**Coordinate annotation entries**

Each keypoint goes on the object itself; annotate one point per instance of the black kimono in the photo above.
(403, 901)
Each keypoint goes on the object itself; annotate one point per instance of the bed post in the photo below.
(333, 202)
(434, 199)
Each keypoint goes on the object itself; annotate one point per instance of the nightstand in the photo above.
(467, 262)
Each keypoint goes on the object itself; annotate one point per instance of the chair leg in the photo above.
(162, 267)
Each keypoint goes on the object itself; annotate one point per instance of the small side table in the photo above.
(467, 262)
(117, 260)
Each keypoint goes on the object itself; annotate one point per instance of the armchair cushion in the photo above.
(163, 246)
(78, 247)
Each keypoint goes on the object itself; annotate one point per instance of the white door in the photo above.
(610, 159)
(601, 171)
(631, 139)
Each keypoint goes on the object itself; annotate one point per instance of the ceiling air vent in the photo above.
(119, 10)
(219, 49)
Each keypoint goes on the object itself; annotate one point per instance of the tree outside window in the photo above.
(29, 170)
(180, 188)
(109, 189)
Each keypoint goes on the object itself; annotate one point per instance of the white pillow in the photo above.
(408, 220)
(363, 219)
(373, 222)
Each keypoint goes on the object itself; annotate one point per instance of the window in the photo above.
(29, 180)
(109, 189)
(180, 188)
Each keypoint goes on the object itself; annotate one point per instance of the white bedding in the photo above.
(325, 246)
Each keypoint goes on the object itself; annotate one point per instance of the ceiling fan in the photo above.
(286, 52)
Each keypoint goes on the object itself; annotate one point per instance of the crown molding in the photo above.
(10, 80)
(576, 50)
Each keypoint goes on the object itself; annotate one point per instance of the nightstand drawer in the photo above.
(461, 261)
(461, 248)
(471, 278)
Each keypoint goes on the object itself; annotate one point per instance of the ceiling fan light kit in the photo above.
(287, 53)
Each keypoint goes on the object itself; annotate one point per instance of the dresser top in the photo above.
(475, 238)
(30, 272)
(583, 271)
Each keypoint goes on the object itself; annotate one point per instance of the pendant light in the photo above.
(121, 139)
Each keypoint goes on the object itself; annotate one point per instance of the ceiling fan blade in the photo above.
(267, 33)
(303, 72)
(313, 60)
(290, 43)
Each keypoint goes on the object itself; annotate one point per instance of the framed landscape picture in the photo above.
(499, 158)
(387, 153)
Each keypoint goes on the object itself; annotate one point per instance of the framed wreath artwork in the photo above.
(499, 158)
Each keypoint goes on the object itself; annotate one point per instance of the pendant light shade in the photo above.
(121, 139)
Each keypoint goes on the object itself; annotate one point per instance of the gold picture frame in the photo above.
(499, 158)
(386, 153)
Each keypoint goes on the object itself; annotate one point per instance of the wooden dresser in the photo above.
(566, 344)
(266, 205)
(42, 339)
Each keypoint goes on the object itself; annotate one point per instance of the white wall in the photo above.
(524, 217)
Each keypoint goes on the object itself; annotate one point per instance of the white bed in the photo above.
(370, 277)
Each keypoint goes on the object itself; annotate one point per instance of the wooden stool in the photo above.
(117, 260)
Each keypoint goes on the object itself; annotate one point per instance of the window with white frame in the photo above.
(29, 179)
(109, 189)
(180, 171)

**Problem requirements**
Please lay out every line of the records above as a Markdown table with the columns "Row" and "Line," numbering each row and leaving out blank lines.

**Finished answer**
| Row | Line |
|---|---|
| 1 | Each keypoint goes on the object itself; annotate one point per instance of the black kimono in the photo above. |
| 2 | (403, 901) |
| 3 | Each keypoint goes on the object itself; annotate one point per instance of the bed post in the photo below. |
| 4 | (333, 202) |
| 5 | (434, 199) |
| 6 | Each keypoint goes on the object itself; annotate one point per instance of the nightstand in the photo above. |
| 7 | (467, 262) |
| 8 | Each keypoint goes on the object itself; annotate one point per instance of the chair leg in the photo above. |
| 9 | (162, 267) |
| 10 | Each keypoint goes on the object itself; annotate one point per instance of the small side table in the photo above. |
| 11 | (467, 262) |
| 12 | (117, 260) |
| 13 | Each keypoint goes on the object itself; annotate one point per instance of the armchair cushion in the photo above. |
| 14 | (163, 246) |
| 15 | (78, 247) |
| 16 | Each keypoint goes on the object itself; annotate one point per instance of the white door in the photo above. |
| 17 | (610, 159) |
| 18 | (601, 171) |
| 19 | (631, 139) |
| 20 | Each keypoint goes on the object itself; annotate one point per instance of the ceiling air vent in the photo above. |
| 21 | (119, 10) |
| 22 | (219, 49) |
| 23 | Each keypoint goes on the object itself; annotate one point per instance of the tree outside window in the photo above. |
| 24 | (29, 170) |
| 25 | (180, 188) |
| 26 | (109, 189) |
| 27 | Each keypoint goes on the object itself; annotate one point per instance of the white pillow in the photo above. |
| 28 | (408, 220) |
| 29 | (363, 219) |
| 30 | (373, 222) |
| 31 | Each keypoint goes on the object itself; annotate one point per instance of the window in the photo above. |
| 32 | (29, 180) |
| 33 | (109, 189) |
| 34 | (180, 188) |
| 35 | Each keypoint goes on the object itself; annotate one point per instance of the white bedding in the photo above. |
| 36 | (325, 246) |
| 37 | Each keypoint goes on the object itself; annotate one point per instance of the ceiling fan in the photo above. |
| 38 | (286, 52) |
| 39 | Each keypoint goes on the object itself; annotate one point per instance of the crown molding in the photo above. |
| 40 | (10, 80) |
| 41 | (576, 50) |
| 42 | Each keypoint goes on the object itself; annotate one point per instance of the nightstand drawer in the photo above. |
| 43 | (461, 261) |
| 44 | (461, 248) |
| 45 | (471, 278) |
| 46 | Each keypoint goes on the object itself; annotate one point per instance of the ceiling fan light kit in the photo above. |
| 47 | (287, 53) |
| 48 | Each keypoint goes on the object itself; annotate one point per instance of the dresser top in the photo above. |
| 49 | (475, 238) |
| 50 | (30, 272) |
| 51 | (583, 271) |
| 52 | Each keypoint goes on the object itself; annotate one point per instance of the pendant light in the photo above. |
| 53 | (121, 139) |
| 54 | Each keypoint goes on the object itself; annotate one point per instance of the ceiling fan blade in the photo above. |
| 55 | (267, 33) |
| 56 | (303, 72) |
| 57 | (313, 60) |
| 58 | (290, 43) |
| 59 | Each keypoint goes on the object itself; annotate one point per instance of the framed landscape picture in the photo above. |
| 60 | (499, 158) |
| 61 | (387, 153) |
| 62 | Each keypoint goes on the object itself; annotate one point per instance of the framed wreath artwork in the photo above. |
| 63 | (499, 158) |
| 64 | Each keypoint goes on the object itself; annotate one point per instance of the pendant light shade in the photo above. |
| 65 | (121, 139) |
| 66 | Each keypoint goes on the object itself; annotate one point per instance of the gold picture frame in the photo above. |
| 67 | (499, 158) |
| 68 | (386, 153) |
| 69 | Each keypoint goes on the object itself; annotate one point per instance of the wooden dresser in the photo above. |
| 70 | (566, 344) |
| 71 | (266, 205) |
| 72 | (42, 339) |
| 73 | Each keypoint goes on the object itself; annotate one point per instance of the white wall in the photo above. |
| 74 | (524, 217) |
| 75 | Each keypoint goes on the object itself; annotate one point per instance of the white bed in the photo above. |
| 76 | (370, 277) |
| 77 | Each keypoint goes on the object itself; annotate one point per instance of the wooden stool in the photo above. |
| 78 | (117, 260) |
| 79 | Each keypoint goes on the object itself; annotate one point per instance of the window with white frame in the photo above. |
| 80 | (29, 179) |
| 81 | (109, 189) |
| 82 | (180, 171) |